▶ WORK TASK
Go through the records and filter out every line lacking the word "background"; copy the lines that remain.

▶ DATASET RECORDS
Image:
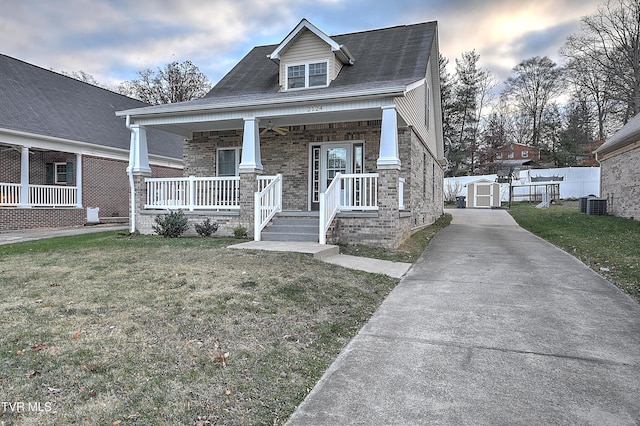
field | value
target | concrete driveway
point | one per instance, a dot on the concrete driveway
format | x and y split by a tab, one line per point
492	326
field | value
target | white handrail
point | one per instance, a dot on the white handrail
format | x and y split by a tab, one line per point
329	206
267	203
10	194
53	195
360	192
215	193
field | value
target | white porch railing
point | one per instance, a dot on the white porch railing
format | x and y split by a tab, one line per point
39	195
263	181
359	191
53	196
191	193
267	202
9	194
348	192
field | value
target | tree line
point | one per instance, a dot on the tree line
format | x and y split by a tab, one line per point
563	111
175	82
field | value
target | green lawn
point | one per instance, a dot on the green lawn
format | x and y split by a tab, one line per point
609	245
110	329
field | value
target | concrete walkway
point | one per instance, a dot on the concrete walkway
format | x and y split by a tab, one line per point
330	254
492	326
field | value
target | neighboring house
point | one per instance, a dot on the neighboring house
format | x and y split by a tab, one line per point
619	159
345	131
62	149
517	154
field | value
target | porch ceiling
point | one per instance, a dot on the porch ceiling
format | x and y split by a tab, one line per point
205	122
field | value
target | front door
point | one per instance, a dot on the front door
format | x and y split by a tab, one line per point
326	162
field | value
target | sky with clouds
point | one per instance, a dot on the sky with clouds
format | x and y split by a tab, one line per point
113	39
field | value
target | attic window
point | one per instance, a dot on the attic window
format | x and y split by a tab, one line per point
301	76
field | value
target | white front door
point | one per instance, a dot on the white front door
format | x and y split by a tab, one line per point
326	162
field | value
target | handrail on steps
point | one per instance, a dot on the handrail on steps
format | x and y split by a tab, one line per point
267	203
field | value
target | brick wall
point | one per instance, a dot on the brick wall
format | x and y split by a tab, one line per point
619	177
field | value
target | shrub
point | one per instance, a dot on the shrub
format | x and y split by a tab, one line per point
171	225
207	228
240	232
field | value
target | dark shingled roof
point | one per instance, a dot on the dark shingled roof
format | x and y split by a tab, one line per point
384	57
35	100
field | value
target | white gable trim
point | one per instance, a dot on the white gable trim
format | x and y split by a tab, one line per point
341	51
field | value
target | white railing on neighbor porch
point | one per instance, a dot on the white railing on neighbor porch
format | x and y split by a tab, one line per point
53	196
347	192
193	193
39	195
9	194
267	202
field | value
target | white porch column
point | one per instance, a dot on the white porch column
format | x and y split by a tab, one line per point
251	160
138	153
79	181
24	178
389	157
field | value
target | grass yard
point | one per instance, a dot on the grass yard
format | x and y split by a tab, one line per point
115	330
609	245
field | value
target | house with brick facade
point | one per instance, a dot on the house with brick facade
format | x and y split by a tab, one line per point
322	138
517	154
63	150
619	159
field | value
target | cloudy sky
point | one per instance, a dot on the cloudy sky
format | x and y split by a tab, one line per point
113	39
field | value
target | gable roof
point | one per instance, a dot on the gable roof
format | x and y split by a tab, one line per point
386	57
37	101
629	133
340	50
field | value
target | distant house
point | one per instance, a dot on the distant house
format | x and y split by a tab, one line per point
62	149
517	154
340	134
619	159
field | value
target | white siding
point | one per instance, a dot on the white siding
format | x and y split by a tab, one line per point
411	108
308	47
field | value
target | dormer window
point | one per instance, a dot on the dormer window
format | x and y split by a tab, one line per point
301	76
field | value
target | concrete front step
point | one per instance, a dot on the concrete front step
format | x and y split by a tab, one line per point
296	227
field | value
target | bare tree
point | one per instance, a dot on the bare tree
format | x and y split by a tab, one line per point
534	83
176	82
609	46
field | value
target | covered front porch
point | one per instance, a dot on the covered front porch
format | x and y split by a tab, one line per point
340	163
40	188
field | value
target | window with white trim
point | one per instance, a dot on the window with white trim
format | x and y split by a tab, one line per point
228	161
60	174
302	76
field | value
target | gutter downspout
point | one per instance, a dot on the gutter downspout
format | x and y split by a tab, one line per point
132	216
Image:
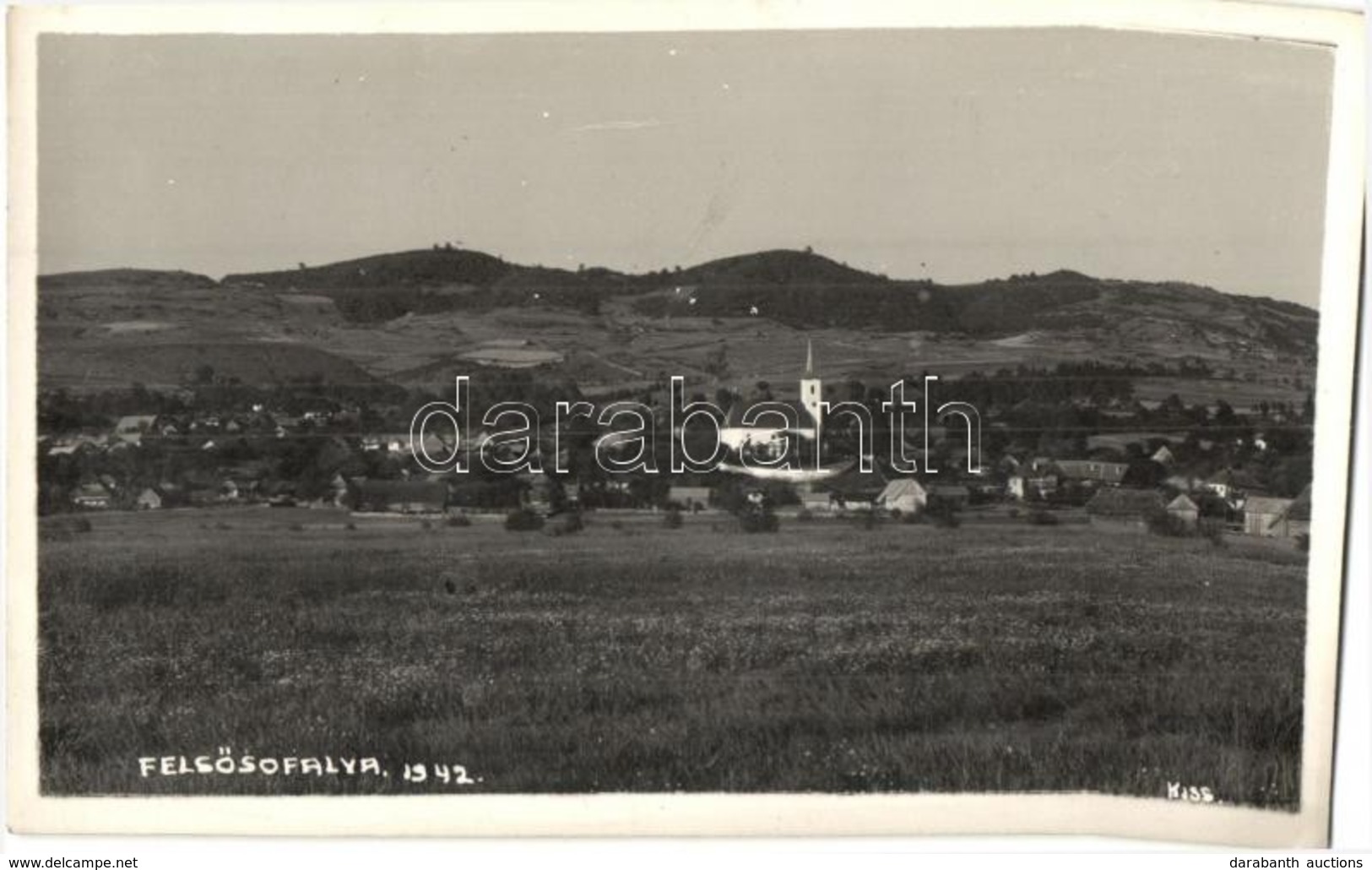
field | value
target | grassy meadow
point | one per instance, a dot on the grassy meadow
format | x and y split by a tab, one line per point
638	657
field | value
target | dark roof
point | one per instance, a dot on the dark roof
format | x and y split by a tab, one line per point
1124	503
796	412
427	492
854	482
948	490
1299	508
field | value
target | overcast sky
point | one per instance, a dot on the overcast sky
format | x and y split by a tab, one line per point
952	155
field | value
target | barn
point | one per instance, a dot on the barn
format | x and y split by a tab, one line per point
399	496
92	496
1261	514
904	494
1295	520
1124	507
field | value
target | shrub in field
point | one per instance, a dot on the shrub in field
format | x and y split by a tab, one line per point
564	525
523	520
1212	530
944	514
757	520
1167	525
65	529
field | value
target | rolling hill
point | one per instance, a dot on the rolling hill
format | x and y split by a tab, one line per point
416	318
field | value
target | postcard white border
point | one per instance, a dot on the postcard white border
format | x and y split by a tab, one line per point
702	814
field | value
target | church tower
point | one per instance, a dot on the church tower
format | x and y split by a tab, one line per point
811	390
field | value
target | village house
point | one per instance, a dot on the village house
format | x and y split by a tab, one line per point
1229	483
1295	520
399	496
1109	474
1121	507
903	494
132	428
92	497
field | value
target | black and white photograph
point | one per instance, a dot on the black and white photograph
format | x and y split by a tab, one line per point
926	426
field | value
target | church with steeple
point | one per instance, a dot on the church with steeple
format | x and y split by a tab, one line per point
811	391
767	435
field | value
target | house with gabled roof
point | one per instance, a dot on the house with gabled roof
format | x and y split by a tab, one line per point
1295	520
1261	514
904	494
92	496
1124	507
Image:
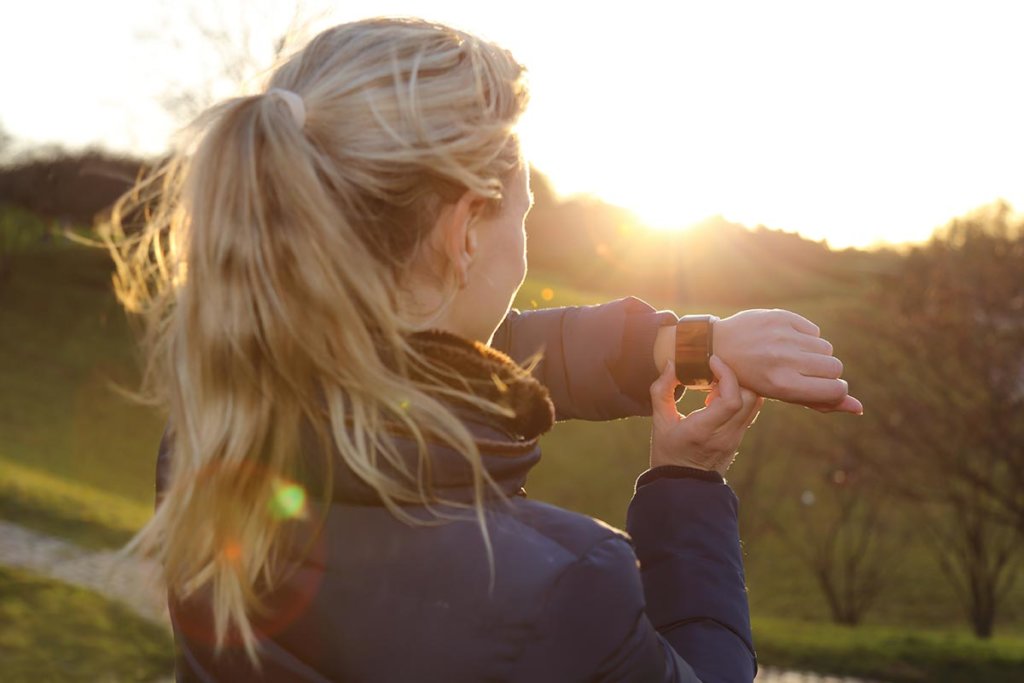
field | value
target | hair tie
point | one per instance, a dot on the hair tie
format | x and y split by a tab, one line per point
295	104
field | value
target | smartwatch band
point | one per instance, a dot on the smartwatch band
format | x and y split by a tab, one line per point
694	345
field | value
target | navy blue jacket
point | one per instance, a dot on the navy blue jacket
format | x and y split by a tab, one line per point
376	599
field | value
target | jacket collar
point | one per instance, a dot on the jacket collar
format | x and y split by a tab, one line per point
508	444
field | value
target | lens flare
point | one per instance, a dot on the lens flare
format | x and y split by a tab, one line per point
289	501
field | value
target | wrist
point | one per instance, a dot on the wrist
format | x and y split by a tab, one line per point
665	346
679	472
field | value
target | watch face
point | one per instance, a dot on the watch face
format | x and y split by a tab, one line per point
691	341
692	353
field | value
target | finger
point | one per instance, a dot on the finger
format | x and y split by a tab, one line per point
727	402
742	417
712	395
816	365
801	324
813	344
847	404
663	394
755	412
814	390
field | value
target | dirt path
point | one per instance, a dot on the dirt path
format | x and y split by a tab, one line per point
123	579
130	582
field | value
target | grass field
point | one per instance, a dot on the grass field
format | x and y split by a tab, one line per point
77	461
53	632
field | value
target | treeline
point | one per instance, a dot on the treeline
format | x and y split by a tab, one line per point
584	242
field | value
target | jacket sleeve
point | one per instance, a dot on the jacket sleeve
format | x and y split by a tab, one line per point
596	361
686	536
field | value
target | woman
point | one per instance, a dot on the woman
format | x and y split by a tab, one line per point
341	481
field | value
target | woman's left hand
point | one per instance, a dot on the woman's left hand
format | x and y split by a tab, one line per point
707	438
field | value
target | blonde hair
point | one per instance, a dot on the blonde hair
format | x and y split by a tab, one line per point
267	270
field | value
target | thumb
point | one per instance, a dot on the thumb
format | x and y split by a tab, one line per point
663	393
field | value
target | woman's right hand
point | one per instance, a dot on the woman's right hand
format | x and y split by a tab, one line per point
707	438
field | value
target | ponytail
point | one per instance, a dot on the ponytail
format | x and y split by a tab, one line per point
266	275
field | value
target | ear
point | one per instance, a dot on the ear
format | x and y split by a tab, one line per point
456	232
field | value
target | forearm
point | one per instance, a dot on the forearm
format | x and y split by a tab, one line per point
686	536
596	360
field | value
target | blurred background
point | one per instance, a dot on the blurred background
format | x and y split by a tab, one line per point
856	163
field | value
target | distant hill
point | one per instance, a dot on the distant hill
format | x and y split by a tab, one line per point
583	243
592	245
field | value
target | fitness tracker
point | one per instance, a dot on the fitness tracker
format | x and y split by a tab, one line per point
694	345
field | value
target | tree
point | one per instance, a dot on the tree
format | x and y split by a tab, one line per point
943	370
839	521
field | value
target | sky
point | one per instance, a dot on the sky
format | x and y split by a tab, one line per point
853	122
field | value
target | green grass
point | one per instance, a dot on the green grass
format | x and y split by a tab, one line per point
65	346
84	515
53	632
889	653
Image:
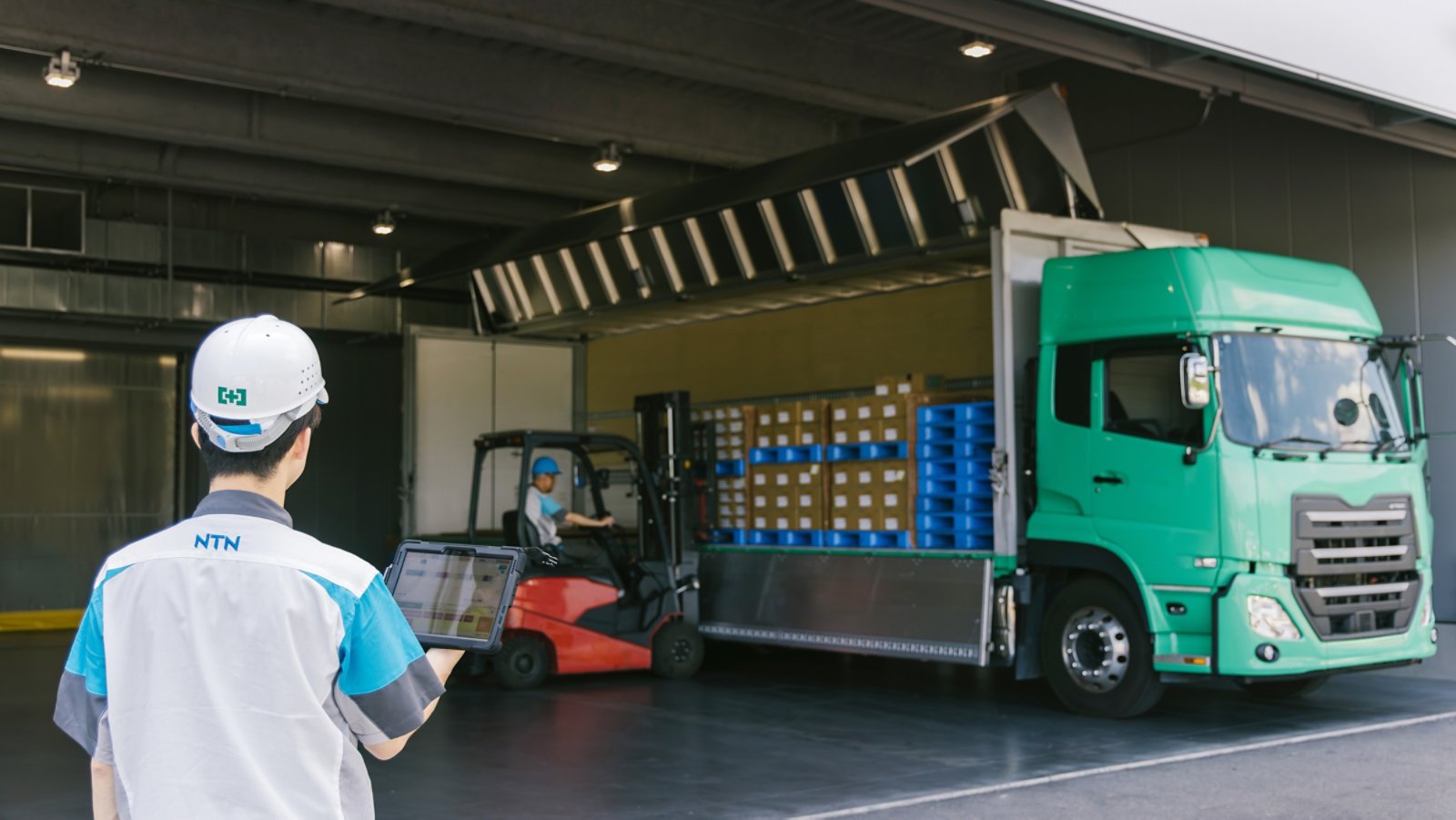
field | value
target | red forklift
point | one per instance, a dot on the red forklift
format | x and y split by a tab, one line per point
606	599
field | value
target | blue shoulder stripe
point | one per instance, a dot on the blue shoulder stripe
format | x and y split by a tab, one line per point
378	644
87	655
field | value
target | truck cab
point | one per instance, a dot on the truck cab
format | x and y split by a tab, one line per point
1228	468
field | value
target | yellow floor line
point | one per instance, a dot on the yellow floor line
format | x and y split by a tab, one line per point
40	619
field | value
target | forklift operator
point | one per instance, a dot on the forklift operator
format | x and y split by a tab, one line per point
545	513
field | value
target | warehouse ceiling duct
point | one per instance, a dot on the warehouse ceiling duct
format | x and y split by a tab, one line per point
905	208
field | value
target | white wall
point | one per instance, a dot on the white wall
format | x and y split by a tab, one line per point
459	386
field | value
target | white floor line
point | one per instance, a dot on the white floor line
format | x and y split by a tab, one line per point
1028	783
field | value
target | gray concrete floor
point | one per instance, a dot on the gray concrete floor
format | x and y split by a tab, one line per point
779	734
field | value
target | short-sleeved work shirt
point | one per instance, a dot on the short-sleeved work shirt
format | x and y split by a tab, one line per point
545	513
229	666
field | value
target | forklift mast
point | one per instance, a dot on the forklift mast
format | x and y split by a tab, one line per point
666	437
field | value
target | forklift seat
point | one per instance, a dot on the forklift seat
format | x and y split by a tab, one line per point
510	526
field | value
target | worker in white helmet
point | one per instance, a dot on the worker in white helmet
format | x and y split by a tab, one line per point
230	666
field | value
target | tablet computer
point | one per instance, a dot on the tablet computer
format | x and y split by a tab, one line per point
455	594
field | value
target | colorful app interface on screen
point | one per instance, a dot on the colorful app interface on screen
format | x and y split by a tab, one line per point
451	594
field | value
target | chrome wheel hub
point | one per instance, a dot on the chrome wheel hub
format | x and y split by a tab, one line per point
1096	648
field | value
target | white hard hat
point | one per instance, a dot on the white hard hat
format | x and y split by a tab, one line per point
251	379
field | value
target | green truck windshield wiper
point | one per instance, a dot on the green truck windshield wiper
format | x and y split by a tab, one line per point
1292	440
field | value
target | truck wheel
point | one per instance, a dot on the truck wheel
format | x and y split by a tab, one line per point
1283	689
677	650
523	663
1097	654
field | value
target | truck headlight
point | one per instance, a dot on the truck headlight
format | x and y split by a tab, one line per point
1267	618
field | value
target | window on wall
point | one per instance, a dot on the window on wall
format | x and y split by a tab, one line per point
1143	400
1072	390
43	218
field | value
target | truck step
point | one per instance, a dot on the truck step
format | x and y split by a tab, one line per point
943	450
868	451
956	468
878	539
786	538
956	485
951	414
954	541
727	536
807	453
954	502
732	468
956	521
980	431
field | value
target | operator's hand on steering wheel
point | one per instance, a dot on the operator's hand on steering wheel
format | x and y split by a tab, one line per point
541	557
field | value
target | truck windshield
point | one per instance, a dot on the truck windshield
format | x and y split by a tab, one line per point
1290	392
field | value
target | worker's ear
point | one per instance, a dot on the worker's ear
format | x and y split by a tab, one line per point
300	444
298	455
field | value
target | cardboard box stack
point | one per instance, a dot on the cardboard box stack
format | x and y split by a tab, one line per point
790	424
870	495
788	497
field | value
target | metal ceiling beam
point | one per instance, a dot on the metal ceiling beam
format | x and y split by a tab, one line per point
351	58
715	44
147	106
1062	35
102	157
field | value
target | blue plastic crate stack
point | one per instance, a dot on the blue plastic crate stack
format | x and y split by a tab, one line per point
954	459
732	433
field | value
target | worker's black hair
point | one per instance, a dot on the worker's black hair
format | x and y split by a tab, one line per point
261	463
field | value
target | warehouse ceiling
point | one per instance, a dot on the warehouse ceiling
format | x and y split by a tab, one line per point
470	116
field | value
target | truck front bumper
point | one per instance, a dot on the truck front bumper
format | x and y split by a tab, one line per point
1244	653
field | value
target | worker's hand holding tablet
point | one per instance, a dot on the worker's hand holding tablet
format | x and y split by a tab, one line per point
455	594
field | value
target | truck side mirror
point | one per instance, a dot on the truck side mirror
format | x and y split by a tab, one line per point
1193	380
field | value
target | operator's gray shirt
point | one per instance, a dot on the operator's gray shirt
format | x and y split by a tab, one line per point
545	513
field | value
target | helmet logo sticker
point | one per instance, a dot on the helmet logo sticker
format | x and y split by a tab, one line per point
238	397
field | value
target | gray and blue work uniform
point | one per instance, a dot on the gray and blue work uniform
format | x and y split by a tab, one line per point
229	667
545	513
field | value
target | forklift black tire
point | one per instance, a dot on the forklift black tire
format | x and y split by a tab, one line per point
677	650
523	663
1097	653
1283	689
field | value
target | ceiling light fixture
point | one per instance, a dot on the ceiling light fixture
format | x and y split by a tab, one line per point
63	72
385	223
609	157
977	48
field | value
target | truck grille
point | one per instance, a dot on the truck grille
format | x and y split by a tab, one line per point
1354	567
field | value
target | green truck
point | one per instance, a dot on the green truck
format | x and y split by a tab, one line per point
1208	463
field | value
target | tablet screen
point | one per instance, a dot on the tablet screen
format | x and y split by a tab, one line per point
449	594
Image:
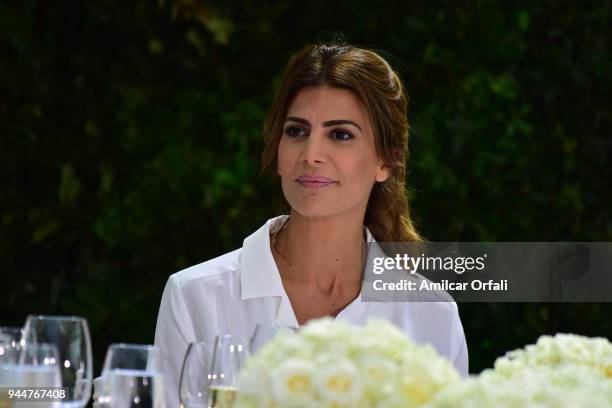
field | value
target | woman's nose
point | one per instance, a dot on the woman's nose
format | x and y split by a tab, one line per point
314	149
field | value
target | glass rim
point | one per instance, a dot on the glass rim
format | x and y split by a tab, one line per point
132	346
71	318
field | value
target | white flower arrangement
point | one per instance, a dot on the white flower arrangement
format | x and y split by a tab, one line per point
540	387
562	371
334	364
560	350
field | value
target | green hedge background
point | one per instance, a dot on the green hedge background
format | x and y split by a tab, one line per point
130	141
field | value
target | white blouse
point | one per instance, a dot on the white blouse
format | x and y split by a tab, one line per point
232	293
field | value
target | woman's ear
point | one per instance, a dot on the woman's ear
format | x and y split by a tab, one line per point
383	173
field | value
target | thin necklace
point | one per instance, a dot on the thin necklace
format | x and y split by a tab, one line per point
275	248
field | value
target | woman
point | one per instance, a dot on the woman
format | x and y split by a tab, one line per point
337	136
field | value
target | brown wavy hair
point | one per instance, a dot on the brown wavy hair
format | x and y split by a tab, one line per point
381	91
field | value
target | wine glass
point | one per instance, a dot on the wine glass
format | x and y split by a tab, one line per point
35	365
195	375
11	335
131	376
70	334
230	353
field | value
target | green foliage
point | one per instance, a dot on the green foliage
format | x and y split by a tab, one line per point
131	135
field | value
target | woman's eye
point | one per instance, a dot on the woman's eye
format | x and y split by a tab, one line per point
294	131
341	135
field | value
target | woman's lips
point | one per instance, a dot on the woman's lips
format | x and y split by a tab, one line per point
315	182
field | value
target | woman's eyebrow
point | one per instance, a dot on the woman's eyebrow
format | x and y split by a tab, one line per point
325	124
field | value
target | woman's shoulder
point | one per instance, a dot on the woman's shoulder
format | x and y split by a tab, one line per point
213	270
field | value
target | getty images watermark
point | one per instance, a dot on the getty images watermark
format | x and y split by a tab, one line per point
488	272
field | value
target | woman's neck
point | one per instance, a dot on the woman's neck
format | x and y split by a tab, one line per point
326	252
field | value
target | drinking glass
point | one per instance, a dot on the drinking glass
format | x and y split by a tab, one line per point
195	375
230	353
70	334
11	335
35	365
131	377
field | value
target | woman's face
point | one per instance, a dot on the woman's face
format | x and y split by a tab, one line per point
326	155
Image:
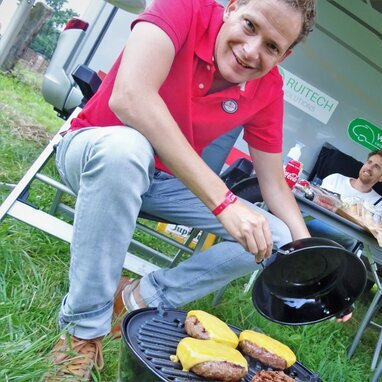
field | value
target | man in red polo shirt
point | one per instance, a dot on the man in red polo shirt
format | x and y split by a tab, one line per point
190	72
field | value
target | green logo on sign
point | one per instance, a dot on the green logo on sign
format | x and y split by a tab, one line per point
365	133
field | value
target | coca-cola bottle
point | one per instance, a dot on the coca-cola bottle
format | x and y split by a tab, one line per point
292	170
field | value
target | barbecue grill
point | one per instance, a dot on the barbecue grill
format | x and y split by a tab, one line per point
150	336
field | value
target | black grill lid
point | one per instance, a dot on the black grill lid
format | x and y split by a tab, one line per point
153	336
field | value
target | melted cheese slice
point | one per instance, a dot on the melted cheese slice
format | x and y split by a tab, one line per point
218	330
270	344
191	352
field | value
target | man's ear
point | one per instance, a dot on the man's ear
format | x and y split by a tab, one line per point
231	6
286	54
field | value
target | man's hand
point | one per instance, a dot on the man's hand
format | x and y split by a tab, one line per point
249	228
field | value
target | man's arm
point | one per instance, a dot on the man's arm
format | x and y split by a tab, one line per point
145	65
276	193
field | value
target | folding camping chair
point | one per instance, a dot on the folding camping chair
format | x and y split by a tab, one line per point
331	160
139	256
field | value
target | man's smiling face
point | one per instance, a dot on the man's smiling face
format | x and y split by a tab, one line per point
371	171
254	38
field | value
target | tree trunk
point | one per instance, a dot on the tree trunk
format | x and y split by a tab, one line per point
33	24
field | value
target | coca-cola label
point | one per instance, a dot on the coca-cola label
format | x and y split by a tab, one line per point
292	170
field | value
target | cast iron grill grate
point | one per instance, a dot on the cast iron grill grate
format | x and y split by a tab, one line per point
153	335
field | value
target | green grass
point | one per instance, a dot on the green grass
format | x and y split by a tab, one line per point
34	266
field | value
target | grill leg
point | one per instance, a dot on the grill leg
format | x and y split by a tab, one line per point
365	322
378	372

▶ EXERCISE RESULT
target | blurred background
point | one per instance, a dot on the blurred background
target | green hedge background
point | one per instance, a dot on the green hedge background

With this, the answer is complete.